→ **Document segment**
There’s a hole in my bucket list

Bucket List

Last week, I went on a hot air balloon ride. My sister and I had bought the ride as a gift for my Dad’s sixtieth birthday and my sister thought it would be nice if we both joined him.

In all honesty, the thought of this ride really didn’t fill me with joy. I have never had any desire to float above the earth in a canopy filled with hot air, I’m scared of heights and it involved being stuck in a basket with strangers. I don’t like strangers.

However, I can honestly say that it was absolutely wonderful. The strangers were far enough away for me not to have to interact with them too much. The balloon had enough room for me to position myself away from the immediate edge and the flight was smooth, calm and graceful. Even the landing was elegant.

I can now see why this appears on many a bucket list and it got me thinking about the fact that a hot air balloon ride was not on my bucket list, in fact it would have appeared on my anti-bucket list. Something I had no intention of doing. So in honour of that balloon, here’s a continuation of my anti-bucket list. The things I hope never to do (or do again) before I die:

Bungee jump / sky dive

Floating above the clouds in the hot air balloon was a beautiful experience. Being up in the clouds and subsequently hurtling towards the ground at between 75 mph and 120 mph… not so much.

Have to finish a terrible book

I enjoy reading but I don’t always make time to read and I tend to stick to the same genre of books – if there’s been a terrible murder and a brilliant but socially/emotionally/spiritually/physically* flawed detective who doesn’t play by the book is waiting to solve it, I’ll probably read about it.

 *Delete as appropriate

But these murder mysteries can get a little monotonous after a while. A few years ago, I joined a book club at work in order to expand my literary horizons. We read some great books and I enjoyed it. But then, we read, in my opinion, the worst book ever written, it was called The Farm: The Story of One Family and the English Countryside. It was shortlisted for a Guardian First Book Award, it was rated by Richard and Judy. It had things going for it. It was going to be great.

This is what happens in the book (SPOILER ALERT): Boy lives on a farm, boy grows up to be a man, man moves to London away from farming, farming industry declines, man returns to farm. Is saddened by decline of farming industry. Farm is sold.

That one paragraph can cover the entire book. It is the dullest book in the history of the world. I spent the last three chapters desperately hoping that one of his family had been murdered just for a bit of drama, for something, anything to happen. As this is an autobiographical book, that makes me a pretty bad person. I will not spend any more hours of my life reading such dullness or indeed craving the slaughtering of famers for my own entertainment.

Wear a football shirt

Too. Much. Static.

Stop Straightening things

I like things to be straight and neat and ordered. If I walk over a rug or past a picture frame that is not straight, I have to straighten it.

Despite the fact that they will cut my fuel bills, make me money and protect the environment, I couldn’t possibly live with solar panels. Reason being that they are rectangular and a roof is usually triangular. The rectangles just don’t fit into the triangle. It would send me quite mad. You’d find me in my pyjamas, clambering up the guttering in the middle of the night, trying to reach the roof to rip the damn things off. So until solar panels are roof shaped and coordinate nicely with the colour of my roof tiles, I will continue to wreck the planet with my fossil fuel consuming ways.

→ **Goal a**
Answer these questions about the bucket list post:
(i) Whose sixtieth birthday was the hot air balloon ride bought for?
(ii) What was the title of the book the writer calls the worst ever written?
(iii) What shape mismatch keeps the writer from living with solar panels?

→ **Excerpted data**
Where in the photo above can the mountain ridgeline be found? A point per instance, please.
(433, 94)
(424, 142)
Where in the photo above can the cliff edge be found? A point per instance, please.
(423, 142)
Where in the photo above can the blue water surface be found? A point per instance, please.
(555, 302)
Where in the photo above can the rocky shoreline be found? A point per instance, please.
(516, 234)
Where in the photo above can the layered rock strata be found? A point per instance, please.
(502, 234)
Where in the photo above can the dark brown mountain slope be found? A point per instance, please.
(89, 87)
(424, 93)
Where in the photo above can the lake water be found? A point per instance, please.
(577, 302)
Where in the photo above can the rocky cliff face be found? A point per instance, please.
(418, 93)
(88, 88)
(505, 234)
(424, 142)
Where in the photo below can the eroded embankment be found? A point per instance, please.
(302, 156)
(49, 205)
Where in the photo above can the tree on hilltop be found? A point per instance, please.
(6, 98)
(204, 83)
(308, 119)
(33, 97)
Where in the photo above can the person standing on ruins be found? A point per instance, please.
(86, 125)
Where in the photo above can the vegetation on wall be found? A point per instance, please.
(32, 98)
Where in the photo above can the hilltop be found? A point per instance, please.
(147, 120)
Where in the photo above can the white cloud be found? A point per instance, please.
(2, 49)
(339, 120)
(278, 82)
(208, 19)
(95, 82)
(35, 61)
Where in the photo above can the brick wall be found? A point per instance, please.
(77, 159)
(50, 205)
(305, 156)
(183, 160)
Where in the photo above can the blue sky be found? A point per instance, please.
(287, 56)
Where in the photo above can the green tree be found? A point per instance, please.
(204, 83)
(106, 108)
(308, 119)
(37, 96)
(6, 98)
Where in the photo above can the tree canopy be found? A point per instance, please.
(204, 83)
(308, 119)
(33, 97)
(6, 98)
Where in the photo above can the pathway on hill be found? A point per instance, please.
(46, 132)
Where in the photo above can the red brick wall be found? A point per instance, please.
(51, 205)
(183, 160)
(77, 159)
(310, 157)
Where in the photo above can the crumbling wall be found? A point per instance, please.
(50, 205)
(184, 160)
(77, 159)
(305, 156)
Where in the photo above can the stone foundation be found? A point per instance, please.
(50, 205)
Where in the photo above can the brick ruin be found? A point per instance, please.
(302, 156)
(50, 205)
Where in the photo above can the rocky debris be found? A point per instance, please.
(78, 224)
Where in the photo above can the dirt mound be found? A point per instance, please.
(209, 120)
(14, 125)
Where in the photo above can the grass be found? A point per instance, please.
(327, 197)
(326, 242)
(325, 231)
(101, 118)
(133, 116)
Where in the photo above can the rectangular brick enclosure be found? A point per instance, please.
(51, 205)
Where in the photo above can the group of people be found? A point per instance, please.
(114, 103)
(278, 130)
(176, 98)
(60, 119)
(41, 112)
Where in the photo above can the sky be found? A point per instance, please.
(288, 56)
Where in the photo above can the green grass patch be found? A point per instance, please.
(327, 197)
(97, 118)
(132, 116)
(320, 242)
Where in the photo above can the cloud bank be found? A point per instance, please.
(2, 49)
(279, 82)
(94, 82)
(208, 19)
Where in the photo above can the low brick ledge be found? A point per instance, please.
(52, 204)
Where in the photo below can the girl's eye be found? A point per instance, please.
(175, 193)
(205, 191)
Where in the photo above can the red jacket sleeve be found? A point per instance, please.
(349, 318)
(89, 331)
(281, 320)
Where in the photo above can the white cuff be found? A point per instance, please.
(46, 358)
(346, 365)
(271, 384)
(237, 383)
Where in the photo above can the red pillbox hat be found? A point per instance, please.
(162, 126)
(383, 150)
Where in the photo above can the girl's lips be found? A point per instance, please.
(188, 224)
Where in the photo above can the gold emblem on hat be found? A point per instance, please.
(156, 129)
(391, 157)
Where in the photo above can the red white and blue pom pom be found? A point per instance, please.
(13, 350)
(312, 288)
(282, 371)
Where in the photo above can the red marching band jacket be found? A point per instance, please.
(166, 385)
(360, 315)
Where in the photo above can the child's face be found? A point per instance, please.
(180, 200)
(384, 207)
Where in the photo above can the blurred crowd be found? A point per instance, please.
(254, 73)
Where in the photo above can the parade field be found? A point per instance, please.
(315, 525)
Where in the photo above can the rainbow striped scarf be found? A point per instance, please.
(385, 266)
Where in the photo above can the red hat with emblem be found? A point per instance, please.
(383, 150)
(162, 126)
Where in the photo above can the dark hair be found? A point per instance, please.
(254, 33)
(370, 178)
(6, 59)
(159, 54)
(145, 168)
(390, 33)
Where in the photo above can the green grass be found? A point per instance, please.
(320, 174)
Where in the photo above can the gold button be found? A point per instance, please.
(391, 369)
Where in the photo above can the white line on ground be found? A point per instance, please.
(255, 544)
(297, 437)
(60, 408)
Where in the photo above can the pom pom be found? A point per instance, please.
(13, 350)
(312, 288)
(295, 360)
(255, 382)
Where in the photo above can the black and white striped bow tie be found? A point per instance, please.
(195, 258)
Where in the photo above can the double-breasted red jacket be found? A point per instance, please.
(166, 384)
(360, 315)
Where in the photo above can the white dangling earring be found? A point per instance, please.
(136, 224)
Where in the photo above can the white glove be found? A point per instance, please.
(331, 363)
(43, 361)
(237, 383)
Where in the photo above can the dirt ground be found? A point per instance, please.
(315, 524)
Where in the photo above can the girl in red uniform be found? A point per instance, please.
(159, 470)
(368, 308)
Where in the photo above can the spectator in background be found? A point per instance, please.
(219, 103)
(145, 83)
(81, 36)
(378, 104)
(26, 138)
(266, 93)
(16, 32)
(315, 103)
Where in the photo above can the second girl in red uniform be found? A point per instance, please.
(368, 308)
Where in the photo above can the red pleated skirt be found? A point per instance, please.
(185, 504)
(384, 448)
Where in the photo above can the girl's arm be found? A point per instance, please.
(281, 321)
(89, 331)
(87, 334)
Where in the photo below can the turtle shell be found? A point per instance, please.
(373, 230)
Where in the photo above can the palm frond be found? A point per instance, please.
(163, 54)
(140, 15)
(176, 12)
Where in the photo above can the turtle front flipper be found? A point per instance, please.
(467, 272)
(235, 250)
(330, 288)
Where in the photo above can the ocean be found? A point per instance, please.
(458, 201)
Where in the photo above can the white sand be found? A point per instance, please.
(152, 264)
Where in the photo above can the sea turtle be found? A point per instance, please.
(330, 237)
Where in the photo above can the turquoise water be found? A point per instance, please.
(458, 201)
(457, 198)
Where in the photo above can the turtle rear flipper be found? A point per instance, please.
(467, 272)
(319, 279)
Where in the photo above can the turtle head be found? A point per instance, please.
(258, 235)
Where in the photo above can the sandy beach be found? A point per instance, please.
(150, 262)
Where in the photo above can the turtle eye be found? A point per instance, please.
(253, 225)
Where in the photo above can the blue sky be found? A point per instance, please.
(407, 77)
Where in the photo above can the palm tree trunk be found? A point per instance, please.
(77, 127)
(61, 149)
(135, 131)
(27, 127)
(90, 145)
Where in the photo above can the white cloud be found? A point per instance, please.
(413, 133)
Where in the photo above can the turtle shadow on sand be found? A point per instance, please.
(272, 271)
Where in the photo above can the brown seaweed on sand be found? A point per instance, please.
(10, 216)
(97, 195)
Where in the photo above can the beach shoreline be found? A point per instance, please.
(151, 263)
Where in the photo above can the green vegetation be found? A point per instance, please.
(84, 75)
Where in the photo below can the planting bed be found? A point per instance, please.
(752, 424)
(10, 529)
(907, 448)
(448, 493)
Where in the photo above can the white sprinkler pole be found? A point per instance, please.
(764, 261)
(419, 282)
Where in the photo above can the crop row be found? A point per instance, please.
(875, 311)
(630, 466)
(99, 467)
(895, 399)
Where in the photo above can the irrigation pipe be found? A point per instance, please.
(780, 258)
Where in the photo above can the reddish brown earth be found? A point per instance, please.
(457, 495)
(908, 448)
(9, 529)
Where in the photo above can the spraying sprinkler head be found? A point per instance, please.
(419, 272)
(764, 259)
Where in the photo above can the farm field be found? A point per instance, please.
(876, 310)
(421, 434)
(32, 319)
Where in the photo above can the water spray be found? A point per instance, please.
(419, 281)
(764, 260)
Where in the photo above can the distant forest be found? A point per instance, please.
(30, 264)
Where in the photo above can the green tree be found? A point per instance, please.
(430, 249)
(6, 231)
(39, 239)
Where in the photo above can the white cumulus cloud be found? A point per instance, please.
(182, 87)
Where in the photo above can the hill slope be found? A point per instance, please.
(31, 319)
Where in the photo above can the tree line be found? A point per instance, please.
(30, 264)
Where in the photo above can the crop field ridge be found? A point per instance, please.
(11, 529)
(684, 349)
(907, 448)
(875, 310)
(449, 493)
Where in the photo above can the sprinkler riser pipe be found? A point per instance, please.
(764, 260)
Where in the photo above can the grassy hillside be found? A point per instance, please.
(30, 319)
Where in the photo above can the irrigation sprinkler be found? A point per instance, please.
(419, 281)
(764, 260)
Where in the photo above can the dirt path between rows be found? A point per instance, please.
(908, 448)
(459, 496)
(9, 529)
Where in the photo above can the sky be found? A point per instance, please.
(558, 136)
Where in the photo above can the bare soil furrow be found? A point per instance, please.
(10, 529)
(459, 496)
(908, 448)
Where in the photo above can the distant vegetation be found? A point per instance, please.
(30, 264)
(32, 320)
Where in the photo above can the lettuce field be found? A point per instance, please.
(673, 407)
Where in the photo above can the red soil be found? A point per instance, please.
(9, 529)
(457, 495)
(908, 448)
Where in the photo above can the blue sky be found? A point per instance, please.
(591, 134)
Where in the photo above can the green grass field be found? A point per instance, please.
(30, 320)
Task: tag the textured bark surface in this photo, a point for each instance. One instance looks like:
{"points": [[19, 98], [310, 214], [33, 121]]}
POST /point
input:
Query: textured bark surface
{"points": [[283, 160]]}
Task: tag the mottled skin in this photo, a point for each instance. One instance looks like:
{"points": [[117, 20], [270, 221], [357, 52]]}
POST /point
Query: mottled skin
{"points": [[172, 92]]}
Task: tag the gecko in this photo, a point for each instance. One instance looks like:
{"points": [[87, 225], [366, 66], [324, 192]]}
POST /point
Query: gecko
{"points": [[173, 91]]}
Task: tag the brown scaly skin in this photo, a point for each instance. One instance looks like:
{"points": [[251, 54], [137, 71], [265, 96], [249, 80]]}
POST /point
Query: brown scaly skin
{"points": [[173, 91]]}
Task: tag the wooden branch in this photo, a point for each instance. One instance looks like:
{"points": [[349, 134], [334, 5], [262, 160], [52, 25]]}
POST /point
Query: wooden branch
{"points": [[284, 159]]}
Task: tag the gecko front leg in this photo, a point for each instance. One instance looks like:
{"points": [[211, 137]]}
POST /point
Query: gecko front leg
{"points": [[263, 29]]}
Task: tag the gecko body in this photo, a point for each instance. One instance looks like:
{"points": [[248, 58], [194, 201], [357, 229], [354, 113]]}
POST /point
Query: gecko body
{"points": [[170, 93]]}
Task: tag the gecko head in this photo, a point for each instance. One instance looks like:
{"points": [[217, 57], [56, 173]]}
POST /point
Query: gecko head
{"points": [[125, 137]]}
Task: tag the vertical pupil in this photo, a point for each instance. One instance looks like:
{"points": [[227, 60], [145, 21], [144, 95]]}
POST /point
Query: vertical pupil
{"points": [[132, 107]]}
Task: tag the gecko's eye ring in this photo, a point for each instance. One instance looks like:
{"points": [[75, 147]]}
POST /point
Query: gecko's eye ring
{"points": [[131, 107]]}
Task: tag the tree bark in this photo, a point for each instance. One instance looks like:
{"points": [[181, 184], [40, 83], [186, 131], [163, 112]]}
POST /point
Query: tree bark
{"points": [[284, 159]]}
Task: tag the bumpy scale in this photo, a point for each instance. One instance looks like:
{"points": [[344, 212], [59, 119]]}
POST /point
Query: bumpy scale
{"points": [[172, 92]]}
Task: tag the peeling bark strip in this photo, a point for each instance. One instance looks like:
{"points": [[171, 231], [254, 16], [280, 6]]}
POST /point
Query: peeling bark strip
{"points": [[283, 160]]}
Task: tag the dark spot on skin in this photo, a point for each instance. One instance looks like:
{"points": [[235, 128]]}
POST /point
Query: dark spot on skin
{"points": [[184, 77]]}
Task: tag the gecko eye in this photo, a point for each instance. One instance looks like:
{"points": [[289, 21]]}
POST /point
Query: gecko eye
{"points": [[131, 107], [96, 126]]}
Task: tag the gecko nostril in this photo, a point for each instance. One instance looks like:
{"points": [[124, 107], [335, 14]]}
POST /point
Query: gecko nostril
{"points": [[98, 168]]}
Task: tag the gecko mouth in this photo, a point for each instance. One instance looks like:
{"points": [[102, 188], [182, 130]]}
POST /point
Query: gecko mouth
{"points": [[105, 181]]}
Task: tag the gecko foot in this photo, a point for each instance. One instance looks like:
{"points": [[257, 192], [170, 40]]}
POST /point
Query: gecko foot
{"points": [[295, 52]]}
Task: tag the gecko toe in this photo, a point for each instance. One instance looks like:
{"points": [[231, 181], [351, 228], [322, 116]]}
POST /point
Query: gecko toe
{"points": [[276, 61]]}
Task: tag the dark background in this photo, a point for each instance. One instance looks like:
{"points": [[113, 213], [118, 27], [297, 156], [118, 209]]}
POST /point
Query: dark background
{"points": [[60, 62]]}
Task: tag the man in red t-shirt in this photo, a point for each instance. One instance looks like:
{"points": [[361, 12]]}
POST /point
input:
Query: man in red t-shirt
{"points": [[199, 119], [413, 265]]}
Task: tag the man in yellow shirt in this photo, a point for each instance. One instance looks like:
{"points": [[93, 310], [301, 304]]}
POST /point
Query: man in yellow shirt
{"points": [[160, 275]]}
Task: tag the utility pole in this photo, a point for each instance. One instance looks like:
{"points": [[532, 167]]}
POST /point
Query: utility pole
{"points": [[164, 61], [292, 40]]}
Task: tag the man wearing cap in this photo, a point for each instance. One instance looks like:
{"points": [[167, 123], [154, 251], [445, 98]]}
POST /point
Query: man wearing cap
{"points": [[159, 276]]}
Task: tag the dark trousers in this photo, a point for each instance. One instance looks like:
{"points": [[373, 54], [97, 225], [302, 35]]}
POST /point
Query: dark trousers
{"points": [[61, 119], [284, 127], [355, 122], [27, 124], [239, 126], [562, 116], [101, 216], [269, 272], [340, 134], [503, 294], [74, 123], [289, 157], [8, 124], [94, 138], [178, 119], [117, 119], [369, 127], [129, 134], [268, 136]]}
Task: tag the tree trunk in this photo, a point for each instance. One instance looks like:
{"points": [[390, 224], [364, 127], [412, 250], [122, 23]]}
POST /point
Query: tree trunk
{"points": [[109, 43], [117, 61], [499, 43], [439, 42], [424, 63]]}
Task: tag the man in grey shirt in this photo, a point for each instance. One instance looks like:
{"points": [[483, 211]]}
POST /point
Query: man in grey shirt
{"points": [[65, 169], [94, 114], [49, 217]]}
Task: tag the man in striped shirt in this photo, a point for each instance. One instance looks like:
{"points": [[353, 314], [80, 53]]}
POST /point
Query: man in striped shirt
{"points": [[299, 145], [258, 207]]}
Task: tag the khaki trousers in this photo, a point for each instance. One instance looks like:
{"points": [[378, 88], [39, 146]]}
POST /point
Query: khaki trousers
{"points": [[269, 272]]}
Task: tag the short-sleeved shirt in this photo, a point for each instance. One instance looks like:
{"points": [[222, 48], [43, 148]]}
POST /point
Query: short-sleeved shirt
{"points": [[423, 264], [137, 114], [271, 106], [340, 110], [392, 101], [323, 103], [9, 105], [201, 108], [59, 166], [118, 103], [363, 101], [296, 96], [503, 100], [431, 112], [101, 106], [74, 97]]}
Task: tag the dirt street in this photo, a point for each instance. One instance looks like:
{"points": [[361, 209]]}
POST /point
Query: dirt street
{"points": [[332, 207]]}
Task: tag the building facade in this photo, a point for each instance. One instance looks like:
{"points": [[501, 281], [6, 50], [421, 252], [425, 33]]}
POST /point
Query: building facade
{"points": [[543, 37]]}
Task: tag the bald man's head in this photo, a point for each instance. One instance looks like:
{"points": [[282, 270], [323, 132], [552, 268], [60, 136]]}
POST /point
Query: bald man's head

→ **Goal b**
Report how many lines of the rows contain the string "textured", where case counts. Give only the number.

→ **Result a**
(i) The writer's Dad.
(ii) The Farm: The Story of One Family and the English Countryside.
(iii) Solar panels are rectangular, but a roof is usually triangular, so the rectangles don't fit into the triangle.

→ **Result b**
2